▶ **Job**
Extend the news article below about Westpac economist Kelly Eckhold's response to Treasury's worst-case inflation forecast, starting after its last paragraph.

▶ **Source text**
:::
Treasury's inflation "worst case scenario" from the Middle East conflict is much closer to the baseline, Westpac chief economist Kelly Eckhold says.

Finance Minister Nicola Willis briefed journalists on Monday and said Treasury was forecasting inflation rising higher this year than anticipated. Willis said the worst case scenario, “which is for a prolonged conflict with oil prices continuing to go higher than they are - that is a conflict potentially lasting through the rest of this year”, was 3.7%.

Speaking to Interest.co.nz, Eckhold said he would "not necessarily characterise [Willis'] scenario as worst case, it could increasingly just be base case, depending on how things go in the next week or so".

Eckhold said Westpac's current forecasts had inflation going up to the low threes, "but I wouldn't categorise that as the highest that we think inflation could go".

"The worst case scenario here is probably a bit closer to what we portrayed in our model scenarios last week, where we talked about a three month closure of the Strait of Hormuz, that would be associated with oil prices heading up, perhaps towards US$185 or $200 a barrel.

"I think it would be associated with much wider refined fuel spreads and therefore very high prices at the pump, as well as a restriction in the available supply as well - so we would have to actually start prioritising use for fuel around the country.

"That sort of scenario could deduct quite a bit off GDP. We estimated, perhaps getting towards one percentage point off GDP, but also, crucially, it would push inflation up, perhaps up towards 5%."

He said all the scenarios were "very artificial."

"There's a lot we don't know about exactly what will happen here, but I think it's very dangerous to... use the term 'worst case scenario', because there's quite a lot of variables that we don't know very much about, and particularly if it does get to the point where fuel stocks need to start being prioritised, because that has probably non-linear effects that aren't really just reflected in prices but are actually reflected in activity as well".

Westpac's fuel price forecasting, which Eckhold described as "very fluid right now, to use a pun", looked at where crude oil and refined fuel spreads were, and was consistent with petrol prices at the pump heading to about $3.10 and $3.20 potentially in the next few days, he said.
:::
▶ **Information shown**
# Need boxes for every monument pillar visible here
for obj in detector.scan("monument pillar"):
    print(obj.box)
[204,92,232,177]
:::
▶ **Response to this exercise**
"We're basically assumed that oil prices remain elevated at around current levels, perhaps for another few months and and then gradually start to tail off as we go through towards the end of the year, into next year.

"We still think that oil prices probably remain elevated through 2027 compared to where they were three weeks ago, but we would expect them to be noticeably lower, perhaps sort of down towards US$80 a barrel next year."

On supply, Eckhold said while there was no particular issue with fuel availability right now, there was no visibility about what would happen post the start of April.

"It is the case that the Asian refiners will have received their last shipments of crude oil from the Middle East before the end of this month. So at that point, they're going to have to basically start scaling back production, which means if you don't produce, if you don't refine product… you can't sell it."

Asked how likely it was that fuel importers would struggle to fill their orders, officials advised Willis moving to any further mitigation measures under the national fuel plan was at least three to four weeks away.

Eckhold said he thought the biggest issue New Zealand faces was the impact of increased diesel and petrol costs on the supply chain. 

"That's going to impact everybody... You will see increased costs being passed through for a whole gamut of things, because just about everything relies on the transport sector to get goods to market."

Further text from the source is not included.